● Work to do
Please reproduce the records character for character, starting at the line with "Exercise. Mark the green" and continuing up to and including the line with "pixel 6 153".

··········

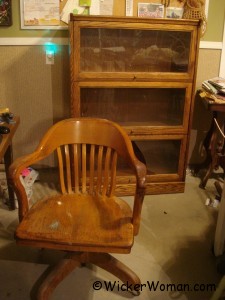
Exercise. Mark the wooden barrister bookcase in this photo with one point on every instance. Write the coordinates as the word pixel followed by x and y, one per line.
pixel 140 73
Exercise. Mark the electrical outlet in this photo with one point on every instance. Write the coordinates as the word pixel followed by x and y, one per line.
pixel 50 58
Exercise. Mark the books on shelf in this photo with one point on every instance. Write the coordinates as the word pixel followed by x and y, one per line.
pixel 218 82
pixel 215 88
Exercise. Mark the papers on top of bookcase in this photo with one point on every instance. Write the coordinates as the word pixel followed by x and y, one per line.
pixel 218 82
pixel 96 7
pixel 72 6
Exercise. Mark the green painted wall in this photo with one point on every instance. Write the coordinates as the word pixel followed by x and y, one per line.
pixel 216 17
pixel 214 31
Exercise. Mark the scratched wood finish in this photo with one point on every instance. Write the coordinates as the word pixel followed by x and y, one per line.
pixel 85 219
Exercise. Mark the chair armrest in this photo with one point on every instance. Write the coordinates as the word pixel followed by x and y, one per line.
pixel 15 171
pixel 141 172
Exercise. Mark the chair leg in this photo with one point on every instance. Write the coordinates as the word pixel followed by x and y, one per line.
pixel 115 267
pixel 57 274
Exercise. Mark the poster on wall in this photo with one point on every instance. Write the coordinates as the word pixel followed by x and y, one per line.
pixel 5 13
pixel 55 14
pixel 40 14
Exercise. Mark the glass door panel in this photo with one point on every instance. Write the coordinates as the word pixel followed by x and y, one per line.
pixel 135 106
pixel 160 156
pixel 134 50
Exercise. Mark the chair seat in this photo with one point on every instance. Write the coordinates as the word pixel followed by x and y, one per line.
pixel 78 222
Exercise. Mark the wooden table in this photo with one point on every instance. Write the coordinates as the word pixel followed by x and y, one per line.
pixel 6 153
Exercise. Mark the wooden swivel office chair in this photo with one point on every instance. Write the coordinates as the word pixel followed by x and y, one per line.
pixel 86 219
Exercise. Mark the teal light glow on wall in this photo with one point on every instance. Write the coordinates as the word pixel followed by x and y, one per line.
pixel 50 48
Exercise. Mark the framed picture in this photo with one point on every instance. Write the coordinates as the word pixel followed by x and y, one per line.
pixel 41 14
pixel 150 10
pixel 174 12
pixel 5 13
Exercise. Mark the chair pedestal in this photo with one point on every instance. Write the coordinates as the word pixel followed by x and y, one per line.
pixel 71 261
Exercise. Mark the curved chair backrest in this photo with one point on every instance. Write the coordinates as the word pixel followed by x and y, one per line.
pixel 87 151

··········

● Solution
Exercise. Mark the green painted wall in this photo with one point on every instance. Write the coordinates as the word pixel followed by x and y, one per line.
pixel 216 17
pixel 214 31
Exercise. Mark the scratched wood finish in this photo with one point on every instance. Write the coordinates as the word pixel followed by x and y, one per line.
pixel 85 219
Exercise. Mark the chair armrest in this photo with one point on every instance. Write the coordinates as the word pixel followed by x and y, one per line.
pixel 15 171
pixel 141 172
Exercise. Mark the chair leg in this photo with one point on every instance. Write the coordinates as the word pixel followed by x and y, one per line.
pixel 115 267
pixel 57 274
Exercise. Mark the poster on wall in this photo with one point on every instance. Write the coordinates as the word pixel followed by x and y, one per line.
pixel 5 13
pixel 55 14
pixel 40 14
Exercise. Mark the glass door panel in this photo with one point on every instance. Write the coordinates as the word pixel followed by x and y, one per line.
pixel 135 106
pixel 160 156
pixel 134 50
Exercise. Mark the chair seat in this photo with one point on every instance. Write the coordinates as the word pixel followed by x and y, one per line.
pixel 78 222
Exercise. Mark the wooden table in this photo with one point on every instance. Write the coordinates as the word pixel followed by x and y, one per line.
pixel 6 153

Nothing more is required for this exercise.